## PROBLEMI DA RISOLVERE
a) Sostituisci "imprenditori" con "industriali" nel brano sulle condizioni lavorative in Italia e riporta il passo a partire da "Inizialmente, l’Italia appariva" e proseguendo fino a "pesante pressione fiscale.".
b) Restituisci identiche le righe dell'elenco, a partire dalla prima e proseguendo fino alla riga che contiene "[56,61,210,215]", quest'ultima compresa.

## BRANO SCELTO
┌────────

Le condizioni lavorative in Italia dagli ultimi anni dell’Ottocento all’entrata in vigore della Costituzione




Inizialmente, l’Italia appariva decisamente arretrata dal punto di vista industriale rispetto agli altri Paesi Europei a causa, da una parte, della frammentazione politica ed economica che bloccava lo sviluppo di un efficiente mercato interno, dall’altra per la carenza di materie prime (ferro e carbone) che erano alla base dei nuovi processi industriali.

In particolare, durante il periodo del Risorgimento, il processo di industrializzazione venne condotto principalmente dall'alto e guidato da imprenditori delle regioni settentrionali, con il risultato di aumentare il divario con le regioni meno sviluppate, le quali si trovarono nella condizione di subire la concorrenza delle regioni più avanzate del Nord ed a pagare la pesante pressione fiscale.

└────────

## VOCI ESTRATTE
┌────────

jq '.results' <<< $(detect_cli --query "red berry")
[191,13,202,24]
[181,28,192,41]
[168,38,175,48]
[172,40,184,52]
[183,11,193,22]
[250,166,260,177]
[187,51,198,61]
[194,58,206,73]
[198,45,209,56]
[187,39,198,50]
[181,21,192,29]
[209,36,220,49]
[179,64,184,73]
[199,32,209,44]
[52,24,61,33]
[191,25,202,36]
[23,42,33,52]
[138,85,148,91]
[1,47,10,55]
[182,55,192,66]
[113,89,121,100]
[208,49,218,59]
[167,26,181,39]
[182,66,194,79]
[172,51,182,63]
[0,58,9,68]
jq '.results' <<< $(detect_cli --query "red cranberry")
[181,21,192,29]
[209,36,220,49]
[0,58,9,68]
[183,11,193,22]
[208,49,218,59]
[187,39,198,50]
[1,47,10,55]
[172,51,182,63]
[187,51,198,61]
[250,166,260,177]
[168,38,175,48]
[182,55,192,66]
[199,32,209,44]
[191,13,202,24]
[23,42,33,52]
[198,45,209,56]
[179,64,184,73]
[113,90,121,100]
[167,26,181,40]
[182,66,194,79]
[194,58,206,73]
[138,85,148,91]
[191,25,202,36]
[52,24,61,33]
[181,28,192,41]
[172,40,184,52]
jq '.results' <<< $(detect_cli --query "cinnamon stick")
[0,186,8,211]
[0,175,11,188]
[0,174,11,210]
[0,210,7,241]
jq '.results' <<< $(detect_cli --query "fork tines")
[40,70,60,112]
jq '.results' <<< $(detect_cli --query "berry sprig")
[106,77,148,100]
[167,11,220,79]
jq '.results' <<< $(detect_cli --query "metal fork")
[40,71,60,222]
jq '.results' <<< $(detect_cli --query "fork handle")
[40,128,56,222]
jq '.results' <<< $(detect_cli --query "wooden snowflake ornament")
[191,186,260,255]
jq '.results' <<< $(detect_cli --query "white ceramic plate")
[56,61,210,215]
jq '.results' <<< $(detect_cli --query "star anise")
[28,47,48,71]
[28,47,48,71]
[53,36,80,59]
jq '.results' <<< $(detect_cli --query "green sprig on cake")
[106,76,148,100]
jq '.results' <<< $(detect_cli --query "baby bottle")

└────────

## RISPOSTE AGLI ESERCIZI
a)
Inizialmente, l’Italia appariva decisamente arretrata dal punto di vista industriale rispetto agli altri Paesi Europei a causa, da una parte, della frammentazione politica ed economica che bloccava lo sviluppo di un efficiente mercato interno, dall’altra per la carenza di materie prime (ferro e carbone) che erano alla base dei nuovi processi industriali.

In particolare, durante il periodo del Risorgimento, il processo di industrializzazione venne condotto principalmente dall'alto e guidato da industriali delle regioni settentrionali, con il risultato di aumentare il divario con le regioni meno sviluppate, le quali si trovarono nella condizione di subire la concorrenza delle regioni più avanzate del Nord ed a pagare la pesante pressione fiscale.

b)
jq '.results' <<< $(detect_cli --query "red berry")
[191,13,202,24]
[181,28,192,41]
[168,38,175,48]
[172,40,184,52]
[183,11,193,22]
[250,166,260,177]
[187,51,198,61]
[194,58,206,73]
[198,45,209,56]
[187,39,198,50]
[181,21,192,29]
[209,36,220,49]
[179,64,184,73]
[199,32,209,44]
[52,24,61,33]
[191,25,202,36]
[23,42,33,52]
[138,85,148,91]
[1,47,10,55]
[182,55,192,66]
[113,89,121,100]
[208,49,218,59]
[167,26,181,39]
[182,66,194,79]
[172,51,182,63]
[0,58,9,68]
jq '.results' <<< $(detect_cli --query "red cranberry")
[181,21,192,29]
[209,36,220,49]
[0,58,9,68]
[183,11,193,22]
[208,49,218,59]
[187,39,198,50]
[1,47,10,55]
[172,51,182,63]
[187,51,198,61]
[250,166,260,177]
[168,38,175,48]
[182,55,192,66]
[199,32,209,44]
[191,13,202,24]
[23,42,33,52]
[198,45,209,56]
[179,64,184,73]
[113,90,121,100]
[167,26,181,40]
[182,66,194,79]
[194,58,206,73]
[138,85,148,91]
[191,25,202,36]
[52,24,61,33]
[181,28,192,41]
[172,40,184,52]
jq '.results' <<< $(detect_cli --query "cinnamon stick")
[0,186,8,211]
[0,175,11,188]
[0,174,11,210]
[0,210,7,241]
jq '.results' <<< $(detect_cli --query "fork tines")
[40,70,60,112]
jq '.results' <<< $(detect_cli --query "berry sprig")
[106,77,148,100]
[167,11,220,79]
jq '.results' <<< $(detect_cli --query "metal fork")
[40,71,60,222]
jq '.results' <<< $(detect_cli --query "fork handle")
[40,128,56,222]
jq '.results' <<< $(detect_cli --query "wooden snowflake ornament")
[191,186,260,255]
jq '.results' <<< $(detect_cli --query "white ceramic plate")
[56,61,210,215]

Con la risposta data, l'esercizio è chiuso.